• _Text shown_
EP by Big Drill Car
- Released: Original: 1988 Re-release: 1990
- Recorded: June 1988
- Genre: Punk rock, pop punk, melodic hardcore
- Length: 15:50
- Label: Varient Records! (original) Cruz Records (re-release)
- Producer: Stephen Egerton Richard Andrews

Big Drill Car chronology
|  | Small Block (1988) | CD Type Thing (1989) |

= Small Block (EP) =

Small Block is the debut EP of the Huntington Beach pop punk band Big Drill Car, released in 1988 on their own Varient Records! label and again in 1990 on Cruz Records.

To save money on mastering, Big Drill Car placed all six tracks on the A-side of the record, not only to let the B-side remain shiny and smooth, but also to save listeners the annoyance of having to flip the record over after seven minutes. When asked why the vinyl version of this EP would have one side, frontman Frank Daly replied:

Originally, we were gonna do 10 songs but we ran out of money. So we decided to do 6. We were gonna do a 12 inch like The Replacements Stink, but then you put it on and in 10 minutes you have to get up and turn it over. That bugged me. So we put it all on one side and let the other side be shiny. We saved money on mastering.

(Object position labeling entries)
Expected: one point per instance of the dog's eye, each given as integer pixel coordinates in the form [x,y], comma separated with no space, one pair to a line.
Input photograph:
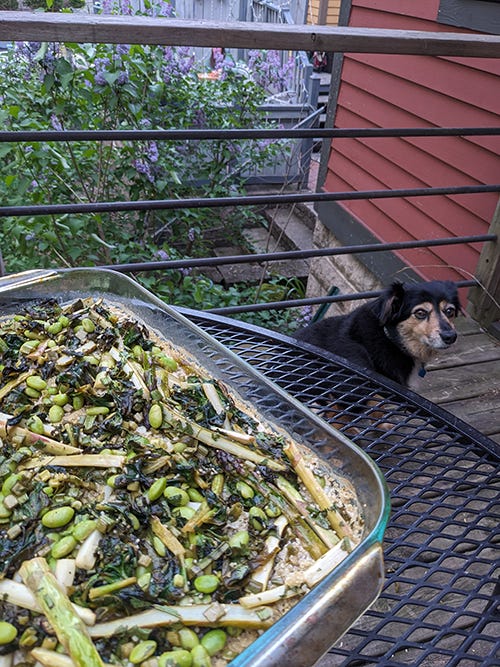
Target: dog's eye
[450,312]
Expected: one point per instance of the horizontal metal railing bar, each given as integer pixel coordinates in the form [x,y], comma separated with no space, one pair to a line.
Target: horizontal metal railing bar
[295,254]
[254,200]
[313,301]
[22,136]
[113,29]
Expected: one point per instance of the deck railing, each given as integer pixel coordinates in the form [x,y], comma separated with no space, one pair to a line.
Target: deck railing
[22,26]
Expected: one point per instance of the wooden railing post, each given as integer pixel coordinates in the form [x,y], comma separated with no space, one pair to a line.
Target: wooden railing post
[484,299]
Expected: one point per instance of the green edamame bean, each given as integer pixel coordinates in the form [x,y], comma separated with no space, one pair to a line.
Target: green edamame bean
[36,382]
[155,416]
[29,346]
[56,413]
[78,402]
[177,658]
[63,548]
[35,424]
[88,325]
[185,513]
[188,638]
[53,328]
[176,496]
[195,495]
[200,656]
[142,651]
[60,399]
[272,510]
[58,517]
[156,489]
[9,482]
[83,529]
[214,640]
[239,540]
[206,583]
[8,632]
[32,393]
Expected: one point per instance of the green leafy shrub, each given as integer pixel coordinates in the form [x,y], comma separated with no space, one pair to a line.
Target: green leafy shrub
[99,87]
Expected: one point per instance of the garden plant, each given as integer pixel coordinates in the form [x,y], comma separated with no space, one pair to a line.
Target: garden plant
[51,86]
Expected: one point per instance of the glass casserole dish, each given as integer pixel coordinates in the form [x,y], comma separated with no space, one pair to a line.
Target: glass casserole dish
[325,613]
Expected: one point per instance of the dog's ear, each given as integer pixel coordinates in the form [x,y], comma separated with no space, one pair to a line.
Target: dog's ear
[388,305]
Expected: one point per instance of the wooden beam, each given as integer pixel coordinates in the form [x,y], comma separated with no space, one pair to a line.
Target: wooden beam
[110,29]
[484,300]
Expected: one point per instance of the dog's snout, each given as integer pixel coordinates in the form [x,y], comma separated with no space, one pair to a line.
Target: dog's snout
[448,337]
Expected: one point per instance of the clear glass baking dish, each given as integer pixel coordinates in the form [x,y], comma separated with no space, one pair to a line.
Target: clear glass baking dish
[323,615]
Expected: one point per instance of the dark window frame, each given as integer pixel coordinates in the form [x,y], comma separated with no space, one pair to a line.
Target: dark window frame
[478,15]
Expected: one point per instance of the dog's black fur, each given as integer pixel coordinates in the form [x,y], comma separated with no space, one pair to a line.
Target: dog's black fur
[395,334]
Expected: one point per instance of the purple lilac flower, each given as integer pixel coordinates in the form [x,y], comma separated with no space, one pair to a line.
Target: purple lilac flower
[185,59]
[126,8]
[162,255]
[200,118]
[100,65]
[122,49]
[55,122]
[142,167]
[123,78]
[152,151]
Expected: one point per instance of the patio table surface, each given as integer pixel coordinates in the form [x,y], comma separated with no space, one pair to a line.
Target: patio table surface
[440,603]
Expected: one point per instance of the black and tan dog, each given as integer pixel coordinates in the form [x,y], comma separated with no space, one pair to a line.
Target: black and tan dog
[396,334]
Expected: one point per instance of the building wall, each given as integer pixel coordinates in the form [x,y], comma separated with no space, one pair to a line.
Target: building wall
[332,14]
[414,91]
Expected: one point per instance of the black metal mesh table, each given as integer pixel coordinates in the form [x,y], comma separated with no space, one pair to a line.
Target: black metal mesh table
[441,601]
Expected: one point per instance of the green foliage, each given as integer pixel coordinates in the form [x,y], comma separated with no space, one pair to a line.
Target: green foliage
[91,87]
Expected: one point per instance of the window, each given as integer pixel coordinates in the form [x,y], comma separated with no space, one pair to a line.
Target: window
[480,15]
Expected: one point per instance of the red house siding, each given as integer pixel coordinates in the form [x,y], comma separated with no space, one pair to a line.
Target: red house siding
[417,91]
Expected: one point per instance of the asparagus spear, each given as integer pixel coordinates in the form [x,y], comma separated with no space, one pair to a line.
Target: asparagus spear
[316,491]
[68,626]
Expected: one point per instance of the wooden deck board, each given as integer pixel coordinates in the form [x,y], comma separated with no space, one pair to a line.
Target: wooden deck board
[466,380]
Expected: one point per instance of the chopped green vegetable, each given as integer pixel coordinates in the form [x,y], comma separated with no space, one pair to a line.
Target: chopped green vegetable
[150,515]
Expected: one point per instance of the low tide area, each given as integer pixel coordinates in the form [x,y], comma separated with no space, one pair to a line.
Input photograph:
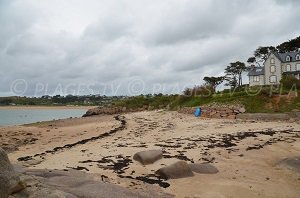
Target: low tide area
[248,154]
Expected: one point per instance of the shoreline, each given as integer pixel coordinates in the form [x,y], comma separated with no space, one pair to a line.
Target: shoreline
[246,153]
[8,107]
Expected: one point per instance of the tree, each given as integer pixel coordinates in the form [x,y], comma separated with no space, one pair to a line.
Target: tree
[234,74]
[289,46]
[261,54]
[213,82]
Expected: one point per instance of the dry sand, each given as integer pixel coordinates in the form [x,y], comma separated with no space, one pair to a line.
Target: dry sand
[247,161]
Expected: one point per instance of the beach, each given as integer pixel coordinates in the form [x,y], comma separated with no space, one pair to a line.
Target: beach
[247,153]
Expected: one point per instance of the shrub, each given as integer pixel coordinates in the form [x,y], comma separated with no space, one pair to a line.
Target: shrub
[289,82]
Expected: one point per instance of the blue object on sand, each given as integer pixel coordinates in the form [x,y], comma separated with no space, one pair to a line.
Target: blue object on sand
[197,113]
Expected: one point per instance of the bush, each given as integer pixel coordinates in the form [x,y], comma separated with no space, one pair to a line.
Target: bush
[289,82]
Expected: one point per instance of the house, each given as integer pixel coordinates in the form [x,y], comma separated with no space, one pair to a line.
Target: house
[274,67]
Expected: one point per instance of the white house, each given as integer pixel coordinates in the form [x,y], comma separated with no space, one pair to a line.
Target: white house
[274,67]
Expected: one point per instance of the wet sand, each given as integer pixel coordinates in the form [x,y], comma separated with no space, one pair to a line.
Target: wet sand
[246,153]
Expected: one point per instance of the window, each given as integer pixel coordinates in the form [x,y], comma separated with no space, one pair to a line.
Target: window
[255,78]
[273,79]
[272,69]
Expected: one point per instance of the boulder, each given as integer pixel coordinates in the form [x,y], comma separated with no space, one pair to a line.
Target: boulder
[231,117]
[242,110]
[74,183]
[204,168]
[177,170]
[148,157]
[9,179]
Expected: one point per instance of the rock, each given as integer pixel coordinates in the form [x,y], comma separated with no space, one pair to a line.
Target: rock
[177,170]
[205,168]
[9,179]
[292,163]
[231,117]
[242,110]
[73,183]
[148,157]
[263,116]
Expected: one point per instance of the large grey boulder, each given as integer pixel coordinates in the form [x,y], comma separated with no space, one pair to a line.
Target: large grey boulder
[9,179]
[204,168]
[73,183]
[148,157]
[177,170]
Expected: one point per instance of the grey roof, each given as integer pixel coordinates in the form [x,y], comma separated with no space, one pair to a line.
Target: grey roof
[282,56]
[256,71]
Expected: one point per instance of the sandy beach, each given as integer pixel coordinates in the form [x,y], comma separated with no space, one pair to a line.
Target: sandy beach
[246,153]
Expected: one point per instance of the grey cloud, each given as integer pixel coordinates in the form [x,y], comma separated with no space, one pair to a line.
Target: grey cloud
[171,43]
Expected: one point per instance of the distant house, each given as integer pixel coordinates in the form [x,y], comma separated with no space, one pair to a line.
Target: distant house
[274,67]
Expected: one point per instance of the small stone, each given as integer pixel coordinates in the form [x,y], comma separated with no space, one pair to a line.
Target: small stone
[148,157]
[177,170]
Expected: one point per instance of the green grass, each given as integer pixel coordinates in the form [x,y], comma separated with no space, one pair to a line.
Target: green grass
[263,102]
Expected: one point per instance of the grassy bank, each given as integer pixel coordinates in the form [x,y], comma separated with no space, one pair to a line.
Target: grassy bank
[264,100]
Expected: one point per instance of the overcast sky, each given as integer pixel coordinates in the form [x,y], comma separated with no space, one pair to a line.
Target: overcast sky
[117,47]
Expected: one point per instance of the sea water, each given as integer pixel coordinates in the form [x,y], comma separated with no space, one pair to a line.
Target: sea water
[25,116]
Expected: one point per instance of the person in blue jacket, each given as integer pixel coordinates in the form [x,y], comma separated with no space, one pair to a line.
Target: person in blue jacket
[197,112]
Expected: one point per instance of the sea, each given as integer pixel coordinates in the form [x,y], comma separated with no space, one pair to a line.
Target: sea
[10,117]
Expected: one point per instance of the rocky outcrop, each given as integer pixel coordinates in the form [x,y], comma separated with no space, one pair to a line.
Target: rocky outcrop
[9,179]
[148,157]
[177,170]
[216,111]
[73,184]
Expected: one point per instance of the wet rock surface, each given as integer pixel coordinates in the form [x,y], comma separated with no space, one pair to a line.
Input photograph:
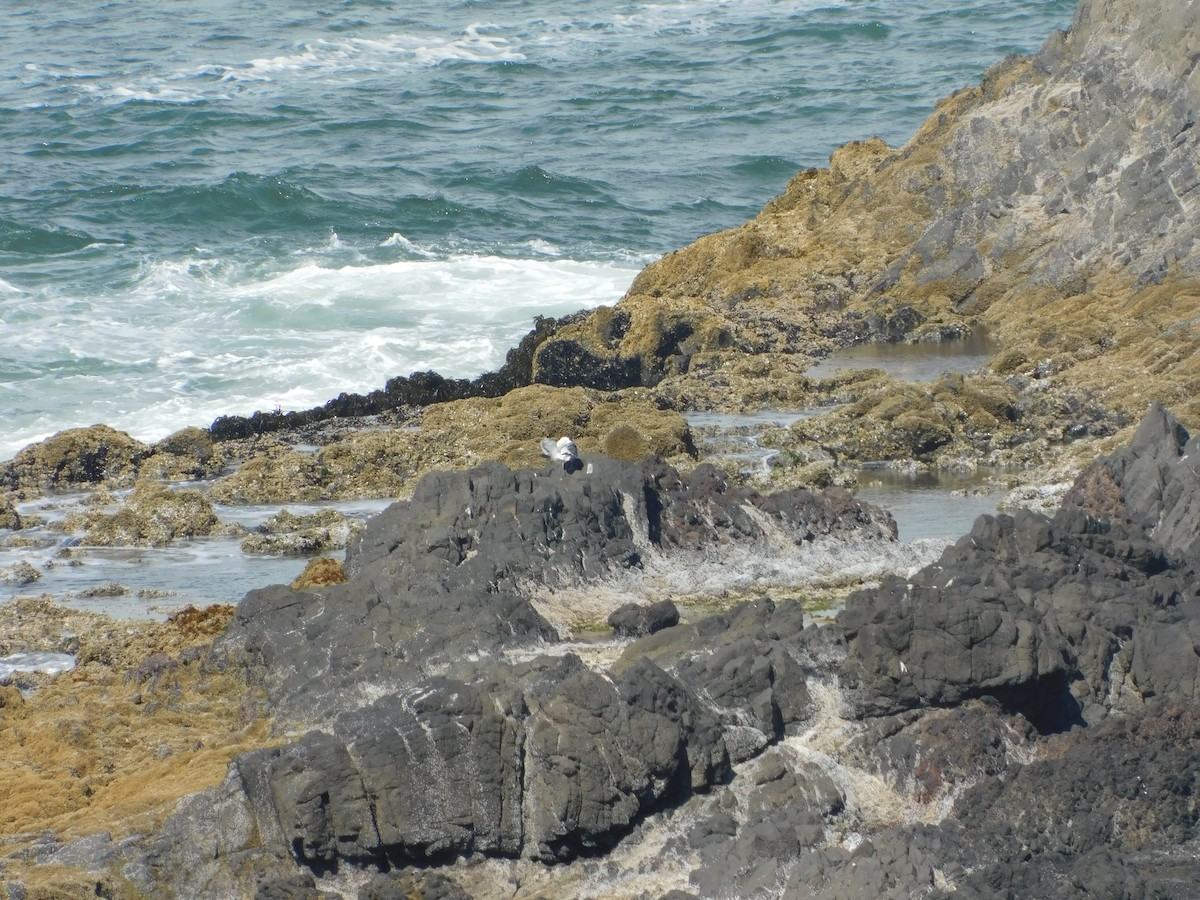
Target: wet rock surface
[1015,719]
[994,723]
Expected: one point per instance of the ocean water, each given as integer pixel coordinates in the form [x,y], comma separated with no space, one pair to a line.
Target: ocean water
[225,207]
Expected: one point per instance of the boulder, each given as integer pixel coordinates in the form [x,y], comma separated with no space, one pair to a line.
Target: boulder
[153,515]
[76,457]
[635,619]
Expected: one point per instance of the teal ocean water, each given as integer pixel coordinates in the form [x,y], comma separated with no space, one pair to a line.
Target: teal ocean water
[225,207]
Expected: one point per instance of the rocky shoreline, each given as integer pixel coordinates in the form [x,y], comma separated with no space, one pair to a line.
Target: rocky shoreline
[531,682]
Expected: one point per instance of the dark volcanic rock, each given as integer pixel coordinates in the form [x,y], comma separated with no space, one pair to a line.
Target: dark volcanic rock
[429,747]
[1063,619]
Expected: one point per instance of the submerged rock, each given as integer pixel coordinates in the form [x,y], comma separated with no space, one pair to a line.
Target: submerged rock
[288,534]
[153,515]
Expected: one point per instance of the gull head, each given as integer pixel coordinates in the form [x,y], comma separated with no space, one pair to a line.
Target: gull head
[563,450]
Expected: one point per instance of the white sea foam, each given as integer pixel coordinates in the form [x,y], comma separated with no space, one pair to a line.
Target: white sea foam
[195,339]
[363,54]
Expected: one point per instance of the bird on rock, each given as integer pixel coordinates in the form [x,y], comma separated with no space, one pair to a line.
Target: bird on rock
[564,451]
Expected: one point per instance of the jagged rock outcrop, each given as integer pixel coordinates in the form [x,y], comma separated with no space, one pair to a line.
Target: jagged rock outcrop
[1055,204]
[451,571]
[1061,617]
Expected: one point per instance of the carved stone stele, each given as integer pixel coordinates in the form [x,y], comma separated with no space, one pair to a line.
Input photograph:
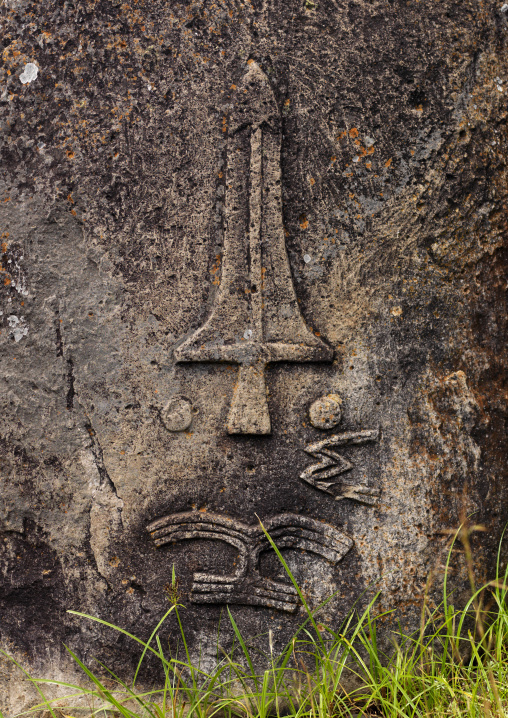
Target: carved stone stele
[215,217]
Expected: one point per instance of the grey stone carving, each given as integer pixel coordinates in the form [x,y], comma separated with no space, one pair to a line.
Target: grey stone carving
[177,414]
[332,464]
[326,412]
[255,319]
[247,585]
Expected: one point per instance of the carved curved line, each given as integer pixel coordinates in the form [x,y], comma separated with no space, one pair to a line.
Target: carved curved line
[178,527]
[293,531]
[196,517]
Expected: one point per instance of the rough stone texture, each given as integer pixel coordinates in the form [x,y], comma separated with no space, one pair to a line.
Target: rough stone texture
[116,152]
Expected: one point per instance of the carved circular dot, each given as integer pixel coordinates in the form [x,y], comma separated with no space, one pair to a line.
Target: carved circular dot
[177,414]
[326,412]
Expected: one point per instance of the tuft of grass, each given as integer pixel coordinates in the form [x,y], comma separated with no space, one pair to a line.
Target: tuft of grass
[455,665]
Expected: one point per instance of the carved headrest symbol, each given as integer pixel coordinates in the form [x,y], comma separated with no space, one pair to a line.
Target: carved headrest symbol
[247,585]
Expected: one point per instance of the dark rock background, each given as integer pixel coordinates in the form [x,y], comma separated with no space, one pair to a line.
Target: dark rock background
[394,183]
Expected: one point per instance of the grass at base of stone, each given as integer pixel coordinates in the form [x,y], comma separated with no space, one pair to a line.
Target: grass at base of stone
[456,665]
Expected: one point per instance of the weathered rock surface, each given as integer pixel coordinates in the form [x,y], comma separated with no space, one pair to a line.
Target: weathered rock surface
[214,216]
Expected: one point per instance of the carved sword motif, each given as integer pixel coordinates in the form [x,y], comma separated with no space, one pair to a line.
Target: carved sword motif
[247,585]
[256,319]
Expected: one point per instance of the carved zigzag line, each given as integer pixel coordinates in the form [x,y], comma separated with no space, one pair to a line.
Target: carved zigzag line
[330,462]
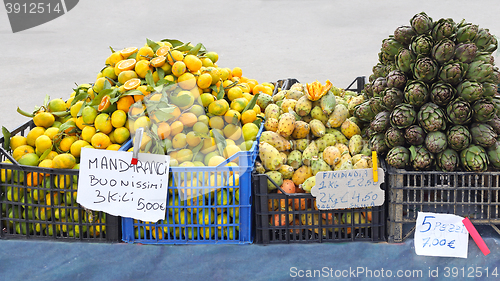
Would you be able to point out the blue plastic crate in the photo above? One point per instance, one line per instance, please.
(220, 213)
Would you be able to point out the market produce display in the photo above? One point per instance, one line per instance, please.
(432, 98)
(310, 128)
(198, 113)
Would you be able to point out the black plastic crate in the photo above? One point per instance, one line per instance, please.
(467, 194)
(294, 218)
(40, 203)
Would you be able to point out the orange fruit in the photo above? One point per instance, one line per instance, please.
(64, 161)
(188, 119)
(124, 103)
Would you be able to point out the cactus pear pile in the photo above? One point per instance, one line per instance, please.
(306, 133)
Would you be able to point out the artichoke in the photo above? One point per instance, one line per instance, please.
(405, 60)
(414, 135)
(425, 69)
(474, 158)
(489, 89)
(364, 112)
(448, 160)
(485, 41)
(458, 137)
(422, 45)
(431, 118)
(443, 51)
(466, 32)
(377, 142)
(381, 122)
(416, 93)
(394, 137)
(470, 91)
(495, 124)
(436, 142)
(398, 157)
(392, 97)
(483, 110)
(459, 111)
(404, 34)
(451, 72)
(403, 116)
(421, 23)
(396, 79)
(442, 93)
(493, 153)
(421, 158)
(391, 47)
(479, 71)
(465, 52)
(483, 134)
(443, 28)
(379, 85)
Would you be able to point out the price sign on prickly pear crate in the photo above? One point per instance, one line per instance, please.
(348, 189)
(109, 182)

• _What this exercise asks_
A. In the Small Block article, how many tracks did Big Drill Car put on the A-side of the vinyl record?
B. List every line of the listing that contains the string "roof", treating uppercase and lowercase letters as distinct.

• _Per-task answers_
A. All six tracks.

B.
Expected: one point per instance of the grey roof, each given as integer pixel coordinates in the form [x,y], comma separated with no space, one pair to a line.
Target: grey roof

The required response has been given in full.